→ Brano di partenza
⟨
Soffermandosi poi sui singoli lavori inizia ad essere chiara una seconda regola, e cioè la necessità di guardare realmente le opere e non semplicemente di vederle: è uno stimolo, ribadito dalla curatrice, per lo spettatore, cui viene suggerito di mettere in discussione ciò che ha di fronte volta per volta. Quest’operazione dialettica verso la mostra apre perciò un’altra porta nel momento in cui si scoprono i rimandi tra le opere, a partire, ad esempio, da un’ulteriore scelta curatoriale, ovvero quella di esporre lavori della Collezione Pinault mai esposti dopo aver fatto il loro ingresso nella collezione medesima.
⟩
→ Consegna A
Riassumi il brano in due frasi.
→ Consegna B
Rispondi alle domande seguenti basandoti sul brano.
(i) Che cosa viene suggerito allo spettatore?
(ii) Che cosa si scopre quando l'operazione dialettica verso la mostra apre un'altra porta?
(iii) Quali lavori si è scelto di esporre?
→ Consegna C
Trascrivi dal brano il passo compreso tra "Soffermandosi poi sui" e "nella collezione medesima.", estremi inclusi.
I dati non hanno alcun rapporto con il brano.

→ Dati forniti
⟨
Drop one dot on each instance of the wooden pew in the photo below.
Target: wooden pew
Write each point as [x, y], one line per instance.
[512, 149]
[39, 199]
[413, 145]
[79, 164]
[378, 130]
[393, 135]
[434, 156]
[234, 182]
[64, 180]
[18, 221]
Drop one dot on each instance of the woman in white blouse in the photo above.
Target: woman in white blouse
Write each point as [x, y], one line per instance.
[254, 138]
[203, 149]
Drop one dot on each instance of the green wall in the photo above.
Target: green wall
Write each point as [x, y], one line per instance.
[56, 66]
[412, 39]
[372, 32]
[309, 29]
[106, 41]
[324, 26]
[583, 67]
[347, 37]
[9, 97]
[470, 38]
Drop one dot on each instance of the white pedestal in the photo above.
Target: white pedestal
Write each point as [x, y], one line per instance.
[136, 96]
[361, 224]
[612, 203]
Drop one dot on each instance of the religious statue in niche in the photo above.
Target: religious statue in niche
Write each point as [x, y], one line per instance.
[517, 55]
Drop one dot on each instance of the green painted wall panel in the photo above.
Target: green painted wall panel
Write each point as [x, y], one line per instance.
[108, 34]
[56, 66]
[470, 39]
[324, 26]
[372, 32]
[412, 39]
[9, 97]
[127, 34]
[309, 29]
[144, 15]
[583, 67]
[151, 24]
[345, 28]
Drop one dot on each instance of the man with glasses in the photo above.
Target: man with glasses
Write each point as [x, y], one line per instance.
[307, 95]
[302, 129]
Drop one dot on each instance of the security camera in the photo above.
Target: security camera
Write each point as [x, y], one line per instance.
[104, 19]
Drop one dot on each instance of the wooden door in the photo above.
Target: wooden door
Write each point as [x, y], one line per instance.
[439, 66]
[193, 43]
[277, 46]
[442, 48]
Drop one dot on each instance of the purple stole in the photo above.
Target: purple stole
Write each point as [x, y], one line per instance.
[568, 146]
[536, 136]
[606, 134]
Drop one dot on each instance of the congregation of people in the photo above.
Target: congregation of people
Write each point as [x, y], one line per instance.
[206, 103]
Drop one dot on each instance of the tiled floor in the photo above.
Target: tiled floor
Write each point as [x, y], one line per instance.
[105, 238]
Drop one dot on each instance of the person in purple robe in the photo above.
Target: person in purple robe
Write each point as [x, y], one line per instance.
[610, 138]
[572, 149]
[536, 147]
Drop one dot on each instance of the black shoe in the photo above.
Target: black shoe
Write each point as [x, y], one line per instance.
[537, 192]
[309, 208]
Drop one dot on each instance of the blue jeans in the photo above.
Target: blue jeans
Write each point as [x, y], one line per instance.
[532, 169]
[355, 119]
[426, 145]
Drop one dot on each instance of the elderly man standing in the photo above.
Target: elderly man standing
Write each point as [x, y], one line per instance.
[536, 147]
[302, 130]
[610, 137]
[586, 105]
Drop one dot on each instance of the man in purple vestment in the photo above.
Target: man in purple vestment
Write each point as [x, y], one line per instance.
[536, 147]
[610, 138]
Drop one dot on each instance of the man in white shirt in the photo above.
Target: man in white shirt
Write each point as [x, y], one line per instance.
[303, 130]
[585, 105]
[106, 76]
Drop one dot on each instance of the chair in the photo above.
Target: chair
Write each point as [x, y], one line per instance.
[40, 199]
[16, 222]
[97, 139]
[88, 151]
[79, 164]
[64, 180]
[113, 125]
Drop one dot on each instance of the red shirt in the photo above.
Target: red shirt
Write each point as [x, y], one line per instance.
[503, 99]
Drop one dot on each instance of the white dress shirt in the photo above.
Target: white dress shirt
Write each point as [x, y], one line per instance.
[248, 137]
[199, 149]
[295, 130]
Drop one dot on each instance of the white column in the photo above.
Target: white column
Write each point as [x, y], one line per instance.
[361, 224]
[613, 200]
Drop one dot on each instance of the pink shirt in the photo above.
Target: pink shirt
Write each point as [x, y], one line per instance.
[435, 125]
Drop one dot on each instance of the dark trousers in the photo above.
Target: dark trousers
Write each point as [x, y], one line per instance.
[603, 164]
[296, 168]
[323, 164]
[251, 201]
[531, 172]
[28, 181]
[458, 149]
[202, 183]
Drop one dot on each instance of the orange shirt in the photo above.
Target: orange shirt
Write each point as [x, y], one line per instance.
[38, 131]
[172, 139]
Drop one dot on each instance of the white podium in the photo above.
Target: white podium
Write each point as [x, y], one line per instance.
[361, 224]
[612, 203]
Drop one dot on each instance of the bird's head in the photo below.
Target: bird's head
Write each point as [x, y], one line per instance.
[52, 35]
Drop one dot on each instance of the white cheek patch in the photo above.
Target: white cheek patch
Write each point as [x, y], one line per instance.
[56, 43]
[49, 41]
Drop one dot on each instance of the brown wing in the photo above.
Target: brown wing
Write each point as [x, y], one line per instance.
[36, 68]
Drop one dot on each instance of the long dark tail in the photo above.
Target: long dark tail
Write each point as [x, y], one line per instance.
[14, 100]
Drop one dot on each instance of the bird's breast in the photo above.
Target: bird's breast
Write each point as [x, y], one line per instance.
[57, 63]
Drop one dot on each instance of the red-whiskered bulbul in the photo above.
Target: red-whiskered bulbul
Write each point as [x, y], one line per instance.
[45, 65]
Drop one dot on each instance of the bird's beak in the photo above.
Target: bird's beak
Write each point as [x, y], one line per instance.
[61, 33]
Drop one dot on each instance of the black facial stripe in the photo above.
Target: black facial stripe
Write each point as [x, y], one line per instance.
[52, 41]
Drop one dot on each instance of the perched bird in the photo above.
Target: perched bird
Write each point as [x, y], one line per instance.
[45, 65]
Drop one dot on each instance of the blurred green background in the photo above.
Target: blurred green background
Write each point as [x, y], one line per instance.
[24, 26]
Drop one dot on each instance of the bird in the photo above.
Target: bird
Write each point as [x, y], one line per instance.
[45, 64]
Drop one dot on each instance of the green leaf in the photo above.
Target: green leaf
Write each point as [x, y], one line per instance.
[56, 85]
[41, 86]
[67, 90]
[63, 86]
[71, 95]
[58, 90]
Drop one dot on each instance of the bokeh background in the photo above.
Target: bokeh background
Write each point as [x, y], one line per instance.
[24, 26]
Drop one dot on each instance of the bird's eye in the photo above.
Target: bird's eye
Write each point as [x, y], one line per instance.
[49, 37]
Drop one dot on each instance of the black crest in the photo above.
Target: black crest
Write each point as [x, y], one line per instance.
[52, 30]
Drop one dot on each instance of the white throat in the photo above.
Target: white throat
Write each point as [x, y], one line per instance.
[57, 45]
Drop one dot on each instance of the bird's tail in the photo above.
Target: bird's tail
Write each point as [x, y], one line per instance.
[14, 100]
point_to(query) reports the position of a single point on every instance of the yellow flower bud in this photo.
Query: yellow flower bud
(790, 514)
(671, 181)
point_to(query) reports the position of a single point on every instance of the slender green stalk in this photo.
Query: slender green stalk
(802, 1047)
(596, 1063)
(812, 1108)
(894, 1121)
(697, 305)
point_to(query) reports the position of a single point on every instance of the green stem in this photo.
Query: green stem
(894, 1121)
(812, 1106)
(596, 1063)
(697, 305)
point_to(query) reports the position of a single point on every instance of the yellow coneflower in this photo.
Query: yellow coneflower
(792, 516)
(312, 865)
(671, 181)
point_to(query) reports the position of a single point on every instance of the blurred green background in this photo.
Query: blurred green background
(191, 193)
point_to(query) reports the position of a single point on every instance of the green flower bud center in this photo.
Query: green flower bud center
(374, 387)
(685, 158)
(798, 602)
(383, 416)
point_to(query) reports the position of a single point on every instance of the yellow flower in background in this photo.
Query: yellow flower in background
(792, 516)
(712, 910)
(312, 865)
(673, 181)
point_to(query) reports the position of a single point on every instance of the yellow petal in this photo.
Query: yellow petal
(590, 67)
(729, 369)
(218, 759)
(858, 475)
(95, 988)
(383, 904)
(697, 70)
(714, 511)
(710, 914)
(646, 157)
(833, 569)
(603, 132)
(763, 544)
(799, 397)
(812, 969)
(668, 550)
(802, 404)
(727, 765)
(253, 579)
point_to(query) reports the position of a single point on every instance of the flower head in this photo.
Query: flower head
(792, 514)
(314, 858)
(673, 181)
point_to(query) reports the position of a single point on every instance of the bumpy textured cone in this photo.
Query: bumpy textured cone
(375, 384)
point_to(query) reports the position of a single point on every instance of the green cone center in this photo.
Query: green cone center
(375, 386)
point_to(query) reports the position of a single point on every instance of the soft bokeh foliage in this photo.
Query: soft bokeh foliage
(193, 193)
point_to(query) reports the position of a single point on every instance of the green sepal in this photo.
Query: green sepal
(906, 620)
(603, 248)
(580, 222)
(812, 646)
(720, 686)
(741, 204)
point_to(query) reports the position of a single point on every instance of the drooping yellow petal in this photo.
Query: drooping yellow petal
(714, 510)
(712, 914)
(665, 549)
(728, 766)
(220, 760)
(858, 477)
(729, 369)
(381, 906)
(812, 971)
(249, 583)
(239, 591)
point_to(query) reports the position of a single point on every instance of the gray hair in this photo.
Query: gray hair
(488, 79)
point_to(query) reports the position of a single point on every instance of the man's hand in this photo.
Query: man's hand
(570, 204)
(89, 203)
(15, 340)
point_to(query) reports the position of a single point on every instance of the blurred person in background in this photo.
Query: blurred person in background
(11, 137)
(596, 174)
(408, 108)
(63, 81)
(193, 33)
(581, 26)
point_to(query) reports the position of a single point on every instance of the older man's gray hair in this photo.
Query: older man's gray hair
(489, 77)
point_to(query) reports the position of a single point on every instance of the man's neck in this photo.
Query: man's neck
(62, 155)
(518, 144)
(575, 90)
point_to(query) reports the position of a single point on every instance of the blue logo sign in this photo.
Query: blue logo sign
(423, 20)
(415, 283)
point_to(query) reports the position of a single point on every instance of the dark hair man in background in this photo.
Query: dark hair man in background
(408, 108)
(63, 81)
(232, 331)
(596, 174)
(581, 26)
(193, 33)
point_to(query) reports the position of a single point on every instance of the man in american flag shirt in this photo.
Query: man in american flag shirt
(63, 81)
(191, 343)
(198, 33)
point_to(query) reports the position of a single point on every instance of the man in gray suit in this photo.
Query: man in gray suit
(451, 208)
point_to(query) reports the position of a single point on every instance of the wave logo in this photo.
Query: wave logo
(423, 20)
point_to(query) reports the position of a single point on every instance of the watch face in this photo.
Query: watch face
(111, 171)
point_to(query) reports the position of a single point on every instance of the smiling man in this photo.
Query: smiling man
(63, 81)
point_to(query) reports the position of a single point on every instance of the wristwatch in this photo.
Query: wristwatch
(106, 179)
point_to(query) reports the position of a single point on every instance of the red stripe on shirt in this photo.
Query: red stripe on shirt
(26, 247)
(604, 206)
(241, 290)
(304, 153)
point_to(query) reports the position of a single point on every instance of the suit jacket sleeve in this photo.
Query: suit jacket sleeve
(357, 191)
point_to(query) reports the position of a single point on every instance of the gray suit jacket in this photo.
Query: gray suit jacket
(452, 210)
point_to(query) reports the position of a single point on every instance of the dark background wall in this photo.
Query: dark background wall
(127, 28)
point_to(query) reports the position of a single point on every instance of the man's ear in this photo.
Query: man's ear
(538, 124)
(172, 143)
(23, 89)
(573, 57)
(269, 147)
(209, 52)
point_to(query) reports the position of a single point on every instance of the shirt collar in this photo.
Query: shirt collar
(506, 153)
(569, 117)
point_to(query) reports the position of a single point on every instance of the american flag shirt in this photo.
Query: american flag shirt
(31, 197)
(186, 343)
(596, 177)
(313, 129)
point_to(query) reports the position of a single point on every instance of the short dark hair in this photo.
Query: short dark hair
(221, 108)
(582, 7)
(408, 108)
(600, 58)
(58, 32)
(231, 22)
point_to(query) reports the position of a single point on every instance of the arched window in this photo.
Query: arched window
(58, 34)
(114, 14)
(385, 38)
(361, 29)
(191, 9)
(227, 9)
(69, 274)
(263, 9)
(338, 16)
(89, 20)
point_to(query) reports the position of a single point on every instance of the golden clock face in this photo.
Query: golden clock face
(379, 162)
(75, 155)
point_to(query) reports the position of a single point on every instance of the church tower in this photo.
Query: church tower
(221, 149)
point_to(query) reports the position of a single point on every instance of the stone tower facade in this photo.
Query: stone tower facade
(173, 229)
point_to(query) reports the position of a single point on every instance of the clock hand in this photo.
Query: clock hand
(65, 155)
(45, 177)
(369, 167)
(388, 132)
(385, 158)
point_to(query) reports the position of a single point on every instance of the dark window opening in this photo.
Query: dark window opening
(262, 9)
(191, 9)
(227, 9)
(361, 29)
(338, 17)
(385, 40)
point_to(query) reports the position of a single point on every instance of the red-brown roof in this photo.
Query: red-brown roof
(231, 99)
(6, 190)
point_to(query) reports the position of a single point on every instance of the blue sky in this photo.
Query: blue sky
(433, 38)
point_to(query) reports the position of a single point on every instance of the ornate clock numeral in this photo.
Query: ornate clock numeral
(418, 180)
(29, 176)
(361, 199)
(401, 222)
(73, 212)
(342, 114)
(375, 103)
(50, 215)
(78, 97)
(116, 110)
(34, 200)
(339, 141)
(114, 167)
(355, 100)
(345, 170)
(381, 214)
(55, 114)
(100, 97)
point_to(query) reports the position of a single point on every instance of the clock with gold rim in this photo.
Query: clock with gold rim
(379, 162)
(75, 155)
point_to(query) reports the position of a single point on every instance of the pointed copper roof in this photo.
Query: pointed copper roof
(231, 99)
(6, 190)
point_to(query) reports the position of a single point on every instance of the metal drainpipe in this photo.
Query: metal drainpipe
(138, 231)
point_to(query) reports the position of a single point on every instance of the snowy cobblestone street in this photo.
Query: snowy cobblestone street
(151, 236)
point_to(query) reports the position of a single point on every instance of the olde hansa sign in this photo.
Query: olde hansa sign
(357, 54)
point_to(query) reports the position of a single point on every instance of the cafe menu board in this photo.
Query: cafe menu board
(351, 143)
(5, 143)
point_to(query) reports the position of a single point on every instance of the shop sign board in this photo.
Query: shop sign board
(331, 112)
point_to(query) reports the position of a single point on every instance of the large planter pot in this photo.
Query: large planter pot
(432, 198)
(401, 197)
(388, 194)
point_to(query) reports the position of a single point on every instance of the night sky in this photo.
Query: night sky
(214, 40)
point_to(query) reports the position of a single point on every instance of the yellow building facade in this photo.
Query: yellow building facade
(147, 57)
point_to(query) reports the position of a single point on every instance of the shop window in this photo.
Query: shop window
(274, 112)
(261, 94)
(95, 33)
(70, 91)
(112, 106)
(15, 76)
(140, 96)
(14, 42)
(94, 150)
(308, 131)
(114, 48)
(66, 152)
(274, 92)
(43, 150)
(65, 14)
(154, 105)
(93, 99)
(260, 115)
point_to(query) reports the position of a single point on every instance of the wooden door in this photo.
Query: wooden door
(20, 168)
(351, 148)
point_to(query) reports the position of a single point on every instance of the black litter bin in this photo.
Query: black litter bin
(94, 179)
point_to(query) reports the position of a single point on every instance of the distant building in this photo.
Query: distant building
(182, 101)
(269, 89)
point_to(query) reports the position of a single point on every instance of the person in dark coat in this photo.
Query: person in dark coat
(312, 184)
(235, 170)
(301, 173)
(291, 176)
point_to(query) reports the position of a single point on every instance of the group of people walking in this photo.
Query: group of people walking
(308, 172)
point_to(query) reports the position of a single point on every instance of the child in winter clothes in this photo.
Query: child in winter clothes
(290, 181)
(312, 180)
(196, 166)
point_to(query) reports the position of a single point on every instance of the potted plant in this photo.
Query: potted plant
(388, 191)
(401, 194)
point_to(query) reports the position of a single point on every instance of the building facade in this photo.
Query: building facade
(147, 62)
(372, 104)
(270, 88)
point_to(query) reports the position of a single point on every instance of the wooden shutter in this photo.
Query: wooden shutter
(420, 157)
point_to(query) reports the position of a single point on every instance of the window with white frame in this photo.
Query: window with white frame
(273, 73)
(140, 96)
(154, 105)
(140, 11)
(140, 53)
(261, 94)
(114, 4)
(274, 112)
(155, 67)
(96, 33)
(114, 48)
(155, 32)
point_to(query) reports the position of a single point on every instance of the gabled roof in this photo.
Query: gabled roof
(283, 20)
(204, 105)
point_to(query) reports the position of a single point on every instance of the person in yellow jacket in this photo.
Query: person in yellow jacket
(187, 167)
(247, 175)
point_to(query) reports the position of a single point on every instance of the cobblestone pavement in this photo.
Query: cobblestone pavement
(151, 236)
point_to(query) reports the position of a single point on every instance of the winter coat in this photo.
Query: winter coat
⟩
→ Soluzione scritta A
Osservando i singoli lavori emerge una seconda regola, cioè la necessità di guardare davvero le opere e non solo di vederle, e la curatrice invita lo spettatore a mettere in discussione volta per volta ciò che ha davanti. Questo approccio dialettico permette di scoprire i rimandi tra le opere, anche grazie alla scelta di esporre lavori della Collezione Pinault mai mostrati dopo il loro ingresso nella collezione.

→ Soluzione scritta B
(i) Di mettere in discussione ciò che ha di fronte volta per volta.
(ii) I rimandi tra le opere.
(iii) Lavori della Collezione Pinault mai esposti dopo il loro ingresso nella collezione.

→ Soluzione scritta C
Soffermandosi poi sui singoli lavori inizia ad essere chiara una seconda regola, e cioè la necessità di guardare realmente le opere e non semplicemente di vederle: è uno stimolo, ribadito dalla curatrice, per lo spettatore, cui viene suggerito di mettere in discussione ciò che ha di fronte volta per volta. Quest’operazione dialettica verso la mostra apre perciò un’altra porta nel momento in cui si scoprono i rimandi tra le opere, a partire, ad esempio, da un’ulteriore scelta curatoriale, ovvero quella di esporre lavori della Collezione Pinault mai esposti dopo aver fatto il loro ingresso nella collezione medesima.